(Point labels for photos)
<<<<
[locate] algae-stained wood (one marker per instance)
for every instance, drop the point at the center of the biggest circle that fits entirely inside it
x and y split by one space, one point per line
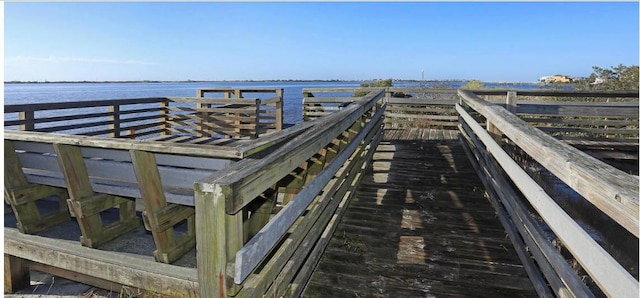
16 274
246 178
87 205
211 247
610 276
168 248
611 190
560 276
116 267
258 247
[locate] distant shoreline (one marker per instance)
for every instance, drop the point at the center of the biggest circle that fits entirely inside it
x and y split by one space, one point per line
219 81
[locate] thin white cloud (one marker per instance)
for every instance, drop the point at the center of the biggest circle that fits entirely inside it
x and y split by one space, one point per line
53 59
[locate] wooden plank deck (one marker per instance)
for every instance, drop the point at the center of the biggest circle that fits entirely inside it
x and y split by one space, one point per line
420 226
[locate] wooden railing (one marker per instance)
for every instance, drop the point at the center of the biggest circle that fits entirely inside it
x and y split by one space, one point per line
143 117
311 180
269 109
132 118
612 191
569 115
425 108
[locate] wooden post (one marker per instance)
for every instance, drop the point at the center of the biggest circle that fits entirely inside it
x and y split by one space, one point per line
494 131
512 105
115 121
16 274
204 116
218 239
164 112
27 117
22 196
87 204
160 217
279 111
256 132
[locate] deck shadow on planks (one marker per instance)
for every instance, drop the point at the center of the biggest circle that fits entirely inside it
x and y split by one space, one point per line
420 225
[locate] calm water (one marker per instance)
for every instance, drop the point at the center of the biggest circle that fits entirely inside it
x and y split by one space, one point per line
63 92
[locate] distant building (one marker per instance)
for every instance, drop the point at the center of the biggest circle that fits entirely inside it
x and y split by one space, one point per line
555 79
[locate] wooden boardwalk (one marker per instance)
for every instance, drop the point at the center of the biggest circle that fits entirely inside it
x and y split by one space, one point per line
420 226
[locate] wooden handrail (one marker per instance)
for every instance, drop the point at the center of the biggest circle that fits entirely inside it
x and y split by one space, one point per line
242 182
605 270
611 190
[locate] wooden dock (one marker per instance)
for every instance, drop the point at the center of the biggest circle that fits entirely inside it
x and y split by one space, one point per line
420 225
440 194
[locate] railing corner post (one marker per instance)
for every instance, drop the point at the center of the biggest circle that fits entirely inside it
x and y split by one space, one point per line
512 104
211 235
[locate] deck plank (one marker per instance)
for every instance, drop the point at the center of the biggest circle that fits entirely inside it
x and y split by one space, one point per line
420 225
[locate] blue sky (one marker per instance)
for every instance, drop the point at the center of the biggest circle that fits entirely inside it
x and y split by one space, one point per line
252 41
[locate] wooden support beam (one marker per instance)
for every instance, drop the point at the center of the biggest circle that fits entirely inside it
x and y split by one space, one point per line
87 205
160 217
16 274
23 196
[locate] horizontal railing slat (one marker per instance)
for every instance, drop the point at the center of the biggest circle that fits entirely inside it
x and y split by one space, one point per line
606 271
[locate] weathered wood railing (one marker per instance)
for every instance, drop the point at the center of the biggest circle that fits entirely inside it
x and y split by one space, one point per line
425 108
142 117
240 251
107 172
282 194
612 191
269 110
569 114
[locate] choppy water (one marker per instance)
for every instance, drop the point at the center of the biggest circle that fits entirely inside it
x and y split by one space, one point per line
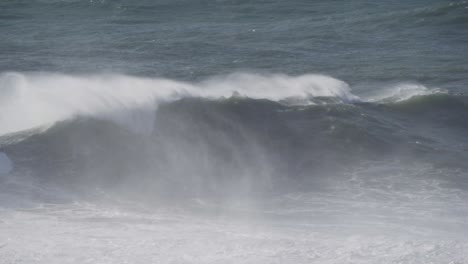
233 131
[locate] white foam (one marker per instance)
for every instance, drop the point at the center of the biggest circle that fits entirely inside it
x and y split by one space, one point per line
5 164
38 99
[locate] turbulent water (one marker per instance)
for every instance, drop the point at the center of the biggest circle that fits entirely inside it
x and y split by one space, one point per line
233 131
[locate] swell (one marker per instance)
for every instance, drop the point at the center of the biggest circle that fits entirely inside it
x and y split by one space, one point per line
221 147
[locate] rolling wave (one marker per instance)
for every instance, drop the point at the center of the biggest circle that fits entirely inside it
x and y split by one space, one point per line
241 134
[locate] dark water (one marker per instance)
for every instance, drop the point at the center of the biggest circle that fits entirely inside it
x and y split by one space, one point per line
344 120
358 41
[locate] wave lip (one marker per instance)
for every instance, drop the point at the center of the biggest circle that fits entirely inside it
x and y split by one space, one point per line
401 92
38 99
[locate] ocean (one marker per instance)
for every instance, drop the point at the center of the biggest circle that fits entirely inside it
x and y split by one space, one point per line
233 131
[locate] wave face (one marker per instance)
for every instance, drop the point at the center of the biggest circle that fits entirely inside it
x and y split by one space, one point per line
243 133
233 131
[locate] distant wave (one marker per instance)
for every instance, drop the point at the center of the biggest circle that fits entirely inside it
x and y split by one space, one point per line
30 100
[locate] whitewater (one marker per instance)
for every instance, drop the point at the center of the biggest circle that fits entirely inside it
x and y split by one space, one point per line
233 131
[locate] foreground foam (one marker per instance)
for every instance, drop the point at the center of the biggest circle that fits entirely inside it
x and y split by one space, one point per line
38 99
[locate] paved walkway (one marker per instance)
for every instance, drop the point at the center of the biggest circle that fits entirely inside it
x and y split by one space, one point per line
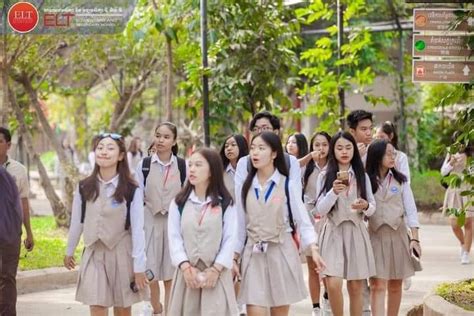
440 263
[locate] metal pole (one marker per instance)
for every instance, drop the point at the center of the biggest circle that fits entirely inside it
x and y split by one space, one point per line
340 35
205 79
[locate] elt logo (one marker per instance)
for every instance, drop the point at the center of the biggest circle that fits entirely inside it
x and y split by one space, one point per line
23 17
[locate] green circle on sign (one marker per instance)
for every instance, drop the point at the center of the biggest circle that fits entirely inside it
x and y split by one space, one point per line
420 45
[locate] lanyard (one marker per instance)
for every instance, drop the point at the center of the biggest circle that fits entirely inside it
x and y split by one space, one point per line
269 191
203 212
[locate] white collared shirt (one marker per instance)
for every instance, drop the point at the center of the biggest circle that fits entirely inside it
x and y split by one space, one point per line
300 216
175 237
326 201
136 223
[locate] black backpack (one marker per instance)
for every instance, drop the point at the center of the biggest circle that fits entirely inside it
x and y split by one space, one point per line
181 167
128 199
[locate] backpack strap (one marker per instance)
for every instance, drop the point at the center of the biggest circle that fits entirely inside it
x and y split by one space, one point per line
83 202
129 199
290 213
182 169
146 163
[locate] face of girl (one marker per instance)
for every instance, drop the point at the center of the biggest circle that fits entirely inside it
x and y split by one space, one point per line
388 160
379 134
108 153
343 151
261 153
231 149
321 145
199 170
164 139
292 146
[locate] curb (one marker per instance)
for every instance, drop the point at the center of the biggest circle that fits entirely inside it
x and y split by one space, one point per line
45 279
435 305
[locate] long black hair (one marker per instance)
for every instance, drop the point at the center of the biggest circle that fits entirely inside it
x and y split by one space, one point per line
375 155
311 164
241 143
301 143
216 189
272 140
356 163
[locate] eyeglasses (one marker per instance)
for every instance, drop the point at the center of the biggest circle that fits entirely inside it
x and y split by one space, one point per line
114 136
262 129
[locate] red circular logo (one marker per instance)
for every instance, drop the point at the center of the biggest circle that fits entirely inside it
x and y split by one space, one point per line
23 17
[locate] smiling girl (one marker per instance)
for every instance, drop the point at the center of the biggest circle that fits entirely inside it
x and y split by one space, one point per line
114 253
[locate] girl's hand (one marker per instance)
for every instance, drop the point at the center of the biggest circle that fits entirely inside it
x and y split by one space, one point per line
338 186
140 280
69 262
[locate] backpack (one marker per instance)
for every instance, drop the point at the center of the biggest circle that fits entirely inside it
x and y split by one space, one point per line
287 160
128 199
181 167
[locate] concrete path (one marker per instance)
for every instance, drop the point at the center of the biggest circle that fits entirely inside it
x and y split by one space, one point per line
440 262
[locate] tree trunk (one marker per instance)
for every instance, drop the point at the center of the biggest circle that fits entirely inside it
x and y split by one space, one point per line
169 80
61 214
>>>>
Write out all the records above again, swapping "biggest circle" for "largest circle" wherever it occurs and changing nothing else. Leave the pictures out of your answer.

[locate] algae-stained wood (one marker per instance)
for every instance, drop the point at the center of the largest circle that fits entirely inside it
x and y split by one space, one point per line
16 274
246 178
87 205
211 247
610 276
168 248
611 190
560 276
116 267
258 247
[locate] distant shoreline (one marker per instance)
for every instance, drop the point at the center of the largest circle that fits entirely inside it
x and y split by one space, one point per line
219 81
[locate] thin white cloud (one marker per instance)
for every instance, drop the point at the center of the largest circle that fits entirely inside it
x and y split by one space, one point per line
53 59
[locate] wooden plank deck (one marker per instance)
for every instance, drop the point at the center of the largest circle that fits entirely inside it
x and y split by one space, one point per line
420 226
[locate] wooden railing (one marker per instance)
for every instance, drop the point at the center of the largest circle that fits entirely inside it
x and y split by one space, one point per line
143 117
311 180
269 109
132 118
612 191
569 115
425 108
[locate] wooden post (one marker per instance)
for every instance, drop the point at the center of the largest circle that fits entirely inside it
x and y split by one space, one point per line
494 131
512 105
115 121
16 274
204 116
218 239
164 112
27 117
22 196
87 204
160 217
279 111
256 132
[locate] deck shadow on planks (one marker per instance)
for every instance, drop the point at the center of the largest circle that fits entirely inside it
x and y split by one space, one point per line
420 225
[locate] calm water (one marker per instance)
for every instance, drop the point at the center of the largest circle that fits entirely inside it
x and y split by one space, one point per line
63 92
[locate] distant building (one marker per instance)
for every instance, drop the point at the center of the largest circle that fits entirely inside it
x and y split by one space, one point per line
555 79
[locate] wooden boardwalk (one marker per instance)
for every instance, drop the point at the center of the largest circle that fits entirely inside it
x and y split by one space, one point per line
420 226
[locate] wooden handrail (one marker per instance)
for every instance, drop the point at the center of the largest circle that fits entirely inside it
x and y split by one space, one point per line
242 182
605 270
611 190
[locate] wooden dock (one marker per instance)
for every instance, drop the point at the center of the largest circle that fits entirely inside it
x and y split by one space, one point per line
420 225
440 194
[locate] railing corner post (one marker per instance)
for every instance, drop the point at the center of the largest circle that fits entirely inside it
x and y split by one space, one point per line
512 104
211 235
[locate] deck plank (one marker per instance)
for every instance, drop the point at the center of the largest circle that fits entirely inside it
x and y split by one space, one point per line
420 225
[locate] blue sky (one marker per instance)
for every instance, drop the point at the center of the largest circle that fits entirely inside it
x and y split by one space, one point per line
252 41
[locate] wooden support beam (one marker per instance)
for every instance, drop the point at the center of the largest circle that fits entirely inside it
x and y split by one space, one point per line
87 205
160 217
16 274
23 196
[locate] horizontal railing slat (one marker per instance)
for every instance, drop the point at the center of the largest circle that fits entirely inside it
x and y split by one space, one point per line
606 271
[locate] weathered wood railing (one marker per instance)
for every instance, drop the point at the center of the largest circle that fits entirely inside it
x and y split by one space, one point per line
425 108
142 117
240 251
107 172
282 194
612 191
269 110
569 114
[locate] choppy water (one marker per instance)
for every instance, drop the point at the center of the largest circle that fits entirely inside it
x and y split by one space, one point per line
233 131
[locate] white foam (one marker per instance)
for every instance, drop the point at the center of the largest circle that fits entirely inside it
x and y split by one space, one point per line
5 164
38 99
[locate] turbulent water (one marker per instance)
for every instance, drop the point at the center of the largest circle that fits entirely inside it
x and y split by one space, one point per line
233 131
[locate] swell (one marker per instance)
for every instance, drop the point at the center of the largest circle that fits entirely inside it
x and y split by one space, one point per line
221 147
[locate] rolling wave (one marker per instance)
for every instance, drop the point at the center of the largest circle that fits entirely inside it
x and y split by one space, one point per line
241 134
[locate] dark water (one marker per instance)
for every instance, drop the point at the center of the largest circle that fits entirely inside it
x and y split by one space, one point per line
344 120
358 41
[locate] wave lip (one marker per instance)
for every instance, drop the point at the center of the largest circle that fits entirely inside it
x and y split by one space, one point per line
401 92
38 99
[locate] ocean (one marker per instance)
for every instance, drop the point at the center of the largest circle that fits entirely inside it
x and y split by one space, one point per line
233 131
[locate] wave face (one marker per instance)
for every instance, drop the point at the center of the largest circle that fits entirely inside it
x and y split by one space, one point per line
243 133
233 131
[locate] distant wave (one marker per instance)
for every instance, drop the point at the center of the largest circle that fits entirely inside it
x and y split by one space, one point per line
30 100
[locate] whitewater (one marker per instance)
for every instance, drop the point at the center of the largest circle that fits entirely inside it
x and y split by one space, one point per line
233 131
[locate] foreground foam (one marker per instance)
for every instance, drop the point at the center of the largest circle that fits entirely inside it
x and y split by one space, one point per line
38 99
[locate] paved walkway (one marker per instance)
for every instance, drop the point at the center of the largest circle that fits entirely inside it
x and y split by one space, one point per line
440 263
[locate] metal pole (one marker per instance)
for every instance, drop the point at the center of the largest circle that fits entirely inside it
x and y split by one space, one point per line
340 35
205 79
[locate] elt logo (one marker per instance)
for every instance, drop the point at the center of the largest circle that fits entirely inside it
x and y split by one space, one point per line
23 17
[locate] green circle on sign (one marker per instance)
for every instance, drop the point at the center of the largest circle that fits entirely inside it
x and y split by one space, one point per line
420 45
[locate] lanyard (one marker per instance)
for every instance, drop the point at the center of the largest circle that fits entirely inside it
x and y split by one space, one point per line
269 191
203 212
[locate] white collared shirt (one marker per instance)
for every instance, drop the point at the center of the largest circle that fits entirely inside it
x and y split by one space, one point per line
300 216
175 237
326 201
136 223
[locate] black backpack (one marker per instance)
for every instance, drop the point at the center of the largest circle that fits entirely inside it
x and y split by one space, one point per line
181 167
128 199
[locate] backpack strap (one marker per instance)
for every instance, drop the point at the center of the largest circle that fits entirely inside it
x and y split by one space, one point per line
83 202
129 199
290 213
182 169
146 163
[locate] face of girl (one marker per instance)
for every instance, drop the point at the center of the largest circle that fits entirely inside it
x and y split by one space, one point per line
388 160
379 134
108 153
343 151
261 153
231 149
321 145
199 170
164 139
292 146
[locate] curb (one marker per instance)
for every instance, drop the point at the center of the largest circle that fits entirely inside it
x and y split by one space, one point per line
45 279
435 305
[locate] long black hair (one marker per instance)
for every instance, drop the point at the center of the largest circle that fits entirely inside it
x and y split by one space, one point per line
375 155
311 164
241 143
301 143
216 189
272 140
356 163
[locate] eyeglasses (one marker per instance)
for every instance, drop the point at the center of the largest circle that fits entirely inside it
x and y split by one space, one point per line
114 136
262 129
[locate] red circular logo (one marker per instance)
for every instance, drop the point at the center of the largest circle that fits entirely inside it
x and y split by one space, one point per line
23 17
[locate] smiling girl (one marker per instance)
for every instance, drop the point at the center of the largest circle that fits entirely inside it
x and y split by one space, one point per line
114 253
[locate] girl's hand (one marker per instance)
for every instance, drop the point at the center of the largest circle that fits entirely inside it
x and y split by one space, one point per line
338 186
140 280
69 262
[locate] backpack (one marker per instance)
for every instance, drop the point at the center of the largest circle that fits entirely inside it
x and y split by one space, one point per line
287 160
128 199
181 167
[locate] concrete path (one marker per instance)
for every instance, drop the point at the center of the largest circle that fits entirely inside it
x and y split by one space, one point per line
440 262
[locate] tree trunk (one marker per instance)
for every instance, drop the point at the center of the largest circle that fits entirely inside it
x and y split by one space, one point per line
169 80
61 214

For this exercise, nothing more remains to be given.